Document section
··········
Fatell, I see, also got a trip to Utah in August. She reports to Cahn on the 27th, on page 15 of the PDF, on the trip and on "management issues". Hmm. Is she the hatchet man that dropped Darl off the cliff, perchance? This item follows several about a conference call with a potential investor that Darl was to participate on.

And the most fascinating item in the entire 53 pages, to me, it this one:

August 27 09 - Conference with S. Tarr regarding SOFA's - Fatell - 0.10
Well, at least it doesn't mention hot tubs. Remember Santa Cruz's hot tub? I can just imagine what Blank Rome would have to say about them. Sofa's. I'm pretty sure they don't mean Status of Forces Agreements, since I don't think SCO has any military troops. I've long hoped not, anyway. And they probably didn't get an offer from the Netherlands software company. So what in the world can this be about? Did Darl have sofas in his office, and they're thinking of selling them off with the forklifts? If so, dibs, dibs, dibs.

And what is the entry about Zombie Designs about? On September 4, there is an "entry on Zombie Designs and McBride payment and issues regarding same". There is a website called that, in Uruguay, South America, but it's apparently about porn. That can't be it, can it?
··········
Things to do
A - Answer these questions from the commentary on the SCO billing entries:
(i) On which page of the PDF does Fatell's report to Cahn appear?
(ii) How many pages does the entire document have?
(iii) In which country is the website called Zombie Designs?
B - Please carry on the commentary on the SCO billing entries from where it stops.

Given data
··········
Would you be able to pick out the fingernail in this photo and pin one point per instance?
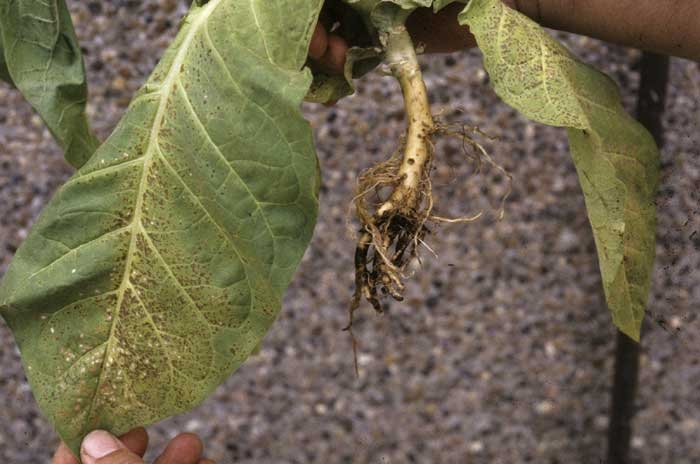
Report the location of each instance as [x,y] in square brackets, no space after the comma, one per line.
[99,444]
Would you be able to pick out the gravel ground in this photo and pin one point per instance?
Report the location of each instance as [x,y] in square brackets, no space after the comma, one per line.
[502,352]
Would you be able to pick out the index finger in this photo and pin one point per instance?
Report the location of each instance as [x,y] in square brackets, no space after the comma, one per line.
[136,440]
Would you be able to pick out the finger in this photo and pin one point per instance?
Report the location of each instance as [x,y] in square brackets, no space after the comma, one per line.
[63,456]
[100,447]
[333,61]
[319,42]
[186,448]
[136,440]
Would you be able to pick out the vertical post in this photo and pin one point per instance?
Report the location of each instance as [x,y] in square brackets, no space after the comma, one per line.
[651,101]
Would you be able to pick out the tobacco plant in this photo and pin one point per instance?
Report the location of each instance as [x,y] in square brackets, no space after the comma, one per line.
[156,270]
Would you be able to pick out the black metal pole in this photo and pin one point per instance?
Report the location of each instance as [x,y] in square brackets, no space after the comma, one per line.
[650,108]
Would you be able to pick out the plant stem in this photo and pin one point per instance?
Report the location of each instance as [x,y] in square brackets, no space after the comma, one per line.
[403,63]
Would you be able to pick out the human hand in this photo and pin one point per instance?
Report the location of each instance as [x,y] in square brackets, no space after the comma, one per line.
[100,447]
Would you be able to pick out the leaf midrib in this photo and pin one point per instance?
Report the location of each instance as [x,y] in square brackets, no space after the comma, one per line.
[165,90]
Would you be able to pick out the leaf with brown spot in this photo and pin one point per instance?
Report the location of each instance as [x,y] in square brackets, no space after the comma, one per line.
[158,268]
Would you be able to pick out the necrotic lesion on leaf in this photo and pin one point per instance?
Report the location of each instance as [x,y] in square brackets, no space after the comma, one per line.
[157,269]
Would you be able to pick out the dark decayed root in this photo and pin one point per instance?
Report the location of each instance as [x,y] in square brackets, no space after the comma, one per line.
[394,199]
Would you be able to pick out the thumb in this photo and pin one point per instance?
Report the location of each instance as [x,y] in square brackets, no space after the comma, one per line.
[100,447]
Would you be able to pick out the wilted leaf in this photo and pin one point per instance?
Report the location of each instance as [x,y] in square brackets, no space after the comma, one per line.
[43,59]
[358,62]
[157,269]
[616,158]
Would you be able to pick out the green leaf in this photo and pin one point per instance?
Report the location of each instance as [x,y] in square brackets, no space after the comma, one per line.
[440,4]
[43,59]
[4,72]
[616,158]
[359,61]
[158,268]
··········
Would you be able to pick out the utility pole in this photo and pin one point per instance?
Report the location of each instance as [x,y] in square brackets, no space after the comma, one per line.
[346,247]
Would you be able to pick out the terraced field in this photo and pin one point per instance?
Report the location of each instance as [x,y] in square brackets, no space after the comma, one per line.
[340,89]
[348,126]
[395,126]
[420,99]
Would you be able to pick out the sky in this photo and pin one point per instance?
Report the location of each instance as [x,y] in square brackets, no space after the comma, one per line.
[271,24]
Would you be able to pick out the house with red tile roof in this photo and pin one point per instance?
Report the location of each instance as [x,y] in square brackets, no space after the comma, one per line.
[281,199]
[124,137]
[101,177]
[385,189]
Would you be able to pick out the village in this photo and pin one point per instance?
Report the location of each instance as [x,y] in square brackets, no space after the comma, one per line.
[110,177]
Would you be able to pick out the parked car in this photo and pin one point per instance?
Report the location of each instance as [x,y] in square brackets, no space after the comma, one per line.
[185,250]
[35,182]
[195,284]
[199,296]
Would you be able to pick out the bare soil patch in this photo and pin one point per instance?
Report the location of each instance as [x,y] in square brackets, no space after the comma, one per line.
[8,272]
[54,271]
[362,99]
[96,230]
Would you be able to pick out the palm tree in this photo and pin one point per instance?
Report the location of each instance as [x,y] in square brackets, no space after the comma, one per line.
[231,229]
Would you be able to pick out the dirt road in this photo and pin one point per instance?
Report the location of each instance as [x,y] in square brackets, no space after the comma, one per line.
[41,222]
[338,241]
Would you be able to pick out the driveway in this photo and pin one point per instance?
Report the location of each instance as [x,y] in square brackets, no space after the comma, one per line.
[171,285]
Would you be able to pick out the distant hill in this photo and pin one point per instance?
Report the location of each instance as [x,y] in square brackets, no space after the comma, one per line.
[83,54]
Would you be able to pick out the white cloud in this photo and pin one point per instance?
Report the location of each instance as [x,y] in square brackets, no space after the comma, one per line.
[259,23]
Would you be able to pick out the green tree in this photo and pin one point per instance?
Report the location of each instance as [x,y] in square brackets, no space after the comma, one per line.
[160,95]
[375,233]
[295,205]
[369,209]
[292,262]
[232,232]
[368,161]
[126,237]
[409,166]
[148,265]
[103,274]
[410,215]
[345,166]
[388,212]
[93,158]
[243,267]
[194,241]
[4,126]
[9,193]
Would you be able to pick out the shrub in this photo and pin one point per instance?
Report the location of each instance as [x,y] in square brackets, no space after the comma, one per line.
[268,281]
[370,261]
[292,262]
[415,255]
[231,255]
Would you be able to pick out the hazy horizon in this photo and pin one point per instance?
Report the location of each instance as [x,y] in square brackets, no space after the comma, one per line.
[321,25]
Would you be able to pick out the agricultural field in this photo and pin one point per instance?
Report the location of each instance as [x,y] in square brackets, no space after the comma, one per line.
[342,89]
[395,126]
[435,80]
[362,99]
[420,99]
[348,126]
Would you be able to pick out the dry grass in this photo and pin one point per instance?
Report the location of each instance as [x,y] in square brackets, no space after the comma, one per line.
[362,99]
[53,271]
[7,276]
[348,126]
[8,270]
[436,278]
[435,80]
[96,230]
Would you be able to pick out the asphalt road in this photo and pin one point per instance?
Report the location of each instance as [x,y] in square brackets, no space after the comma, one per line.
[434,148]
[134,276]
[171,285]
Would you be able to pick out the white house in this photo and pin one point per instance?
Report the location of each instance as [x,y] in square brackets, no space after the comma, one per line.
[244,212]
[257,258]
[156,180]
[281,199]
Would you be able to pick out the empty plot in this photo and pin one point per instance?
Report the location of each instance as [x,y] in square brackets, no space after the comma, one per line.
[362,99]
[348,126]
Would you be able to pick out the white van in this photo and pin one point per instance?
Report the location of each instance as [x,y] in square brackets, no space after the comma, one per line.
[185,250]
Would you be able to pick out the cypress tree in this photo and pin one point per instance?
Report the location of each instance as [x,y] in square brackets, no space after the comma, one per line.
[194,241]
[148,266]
··········
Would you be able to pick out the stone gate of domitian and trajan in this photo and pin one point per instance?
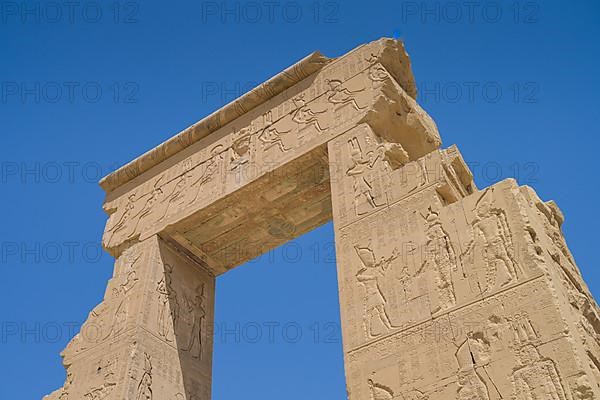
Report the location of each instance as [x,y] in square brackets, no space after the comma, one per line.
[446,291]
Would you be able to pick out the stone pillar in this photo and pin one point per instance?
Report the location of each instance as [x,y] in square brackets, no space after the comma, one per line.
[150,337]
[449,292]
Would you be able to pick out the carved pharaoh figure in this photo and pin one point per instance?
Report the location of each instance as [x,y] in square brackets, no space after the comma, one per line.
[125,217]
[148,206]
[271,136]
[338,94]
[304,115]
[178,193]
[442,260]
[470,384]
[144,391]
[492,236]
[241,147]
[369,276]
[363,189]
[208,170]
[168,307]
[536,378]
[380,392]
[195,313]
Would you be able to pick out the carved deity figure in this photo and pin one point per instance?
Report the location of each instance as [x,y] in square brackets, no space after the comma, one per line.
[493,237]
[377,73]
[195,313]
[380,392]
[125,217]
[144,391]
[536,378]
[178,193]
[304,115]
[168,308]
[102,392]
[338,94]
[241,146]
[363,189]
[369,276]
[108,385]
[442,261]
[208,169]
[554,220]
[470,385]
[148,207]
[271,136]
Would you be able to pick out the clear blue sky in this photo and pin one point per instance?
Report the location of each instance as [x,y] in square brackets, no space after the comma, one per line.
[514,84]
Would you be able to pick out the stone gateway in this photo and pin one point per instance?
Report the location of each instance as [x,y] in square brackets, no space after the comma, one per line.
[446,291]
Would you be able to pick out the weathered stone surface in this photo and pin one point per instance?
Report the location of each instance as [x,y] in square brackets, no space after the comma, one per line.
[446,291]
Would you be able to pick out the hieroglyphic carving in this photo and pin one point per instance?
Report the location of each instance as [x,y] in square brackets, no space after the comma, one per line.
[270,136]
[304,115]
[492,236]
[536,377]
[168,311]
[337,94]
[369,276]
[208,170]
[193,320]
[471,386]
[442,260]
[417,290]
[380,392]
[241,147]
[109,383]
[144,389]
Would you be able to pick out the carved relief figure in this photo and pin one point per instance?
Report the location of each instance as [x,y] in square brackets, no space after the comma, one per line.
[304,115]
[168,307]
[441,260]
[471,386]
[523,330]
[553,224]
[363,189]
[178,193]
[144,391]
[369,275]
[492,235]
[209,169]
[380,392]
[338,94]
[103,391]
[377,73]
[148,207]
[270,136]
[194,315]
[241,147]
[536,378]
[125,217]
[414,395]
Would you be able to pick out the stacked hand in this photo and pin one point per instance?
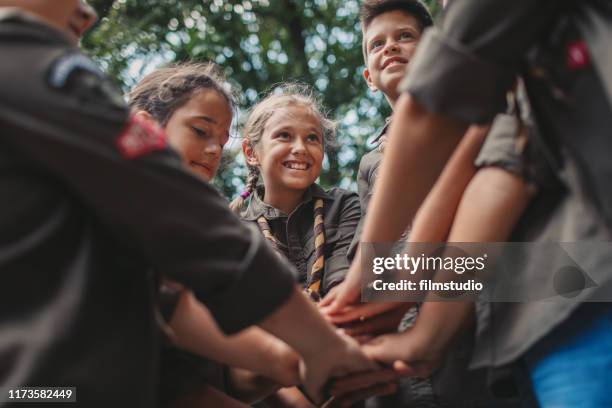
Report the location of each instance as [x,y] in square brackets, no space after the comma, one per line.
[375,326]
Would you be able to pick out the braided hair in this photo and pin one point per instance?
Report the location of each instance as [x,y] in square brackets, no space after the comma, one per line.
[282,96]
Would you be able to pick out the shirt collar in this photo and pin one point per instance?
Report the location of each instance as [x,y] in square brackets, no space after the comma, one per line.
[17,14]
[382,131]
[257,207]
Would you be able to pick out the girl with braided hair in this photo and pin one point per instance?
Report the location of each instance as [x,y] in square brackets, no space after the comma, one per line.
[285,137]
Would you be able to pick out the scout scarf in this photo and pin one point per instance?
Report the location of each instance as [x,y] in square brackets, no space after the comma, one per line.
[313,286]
··········
Results for each task
A -
(i) Page 15
(ii) 53 pages
(iii) Uruguay

B -
[ Update: Groklaw member jrvalverde thinks this might be it, a Utah company Zombie Design, a creative design company, headed by a guy who worked for SCO in marketing at one time, maybe at the same time. They seem to design products and marketing materials, including some signs for SCO trade shows. One looks like a guy about to drown, so I'd say they are talented at capturing the essence of a brand.]

I spoke too soon. Here's the winner of most intriguing item:

Aug 27 09 - Review MORS and use of cash and interplay with foreign affiliates - Kelbon - 0.90
You go, girl. X marks the spot. I see there was a conference with Arthur Spector about that topic on the 31st. Trust but verify. That's all I'll say. Trust but verify, verify, verify.

For the rest, I'll leave you to find the rest of the gems. I have a really bad cold and I keep falling asleep, waking up, trying to finish this article, and now instead, I'll just tell you the truth. I'm too sick to finish today. So I'll leave the rest to you guys. We have always worked as a group, so it's in good hands.

So. SCO has to pay Blank Rome to read Groklaw. I know. As I drift back to sleep, I'm thinking, Perfection!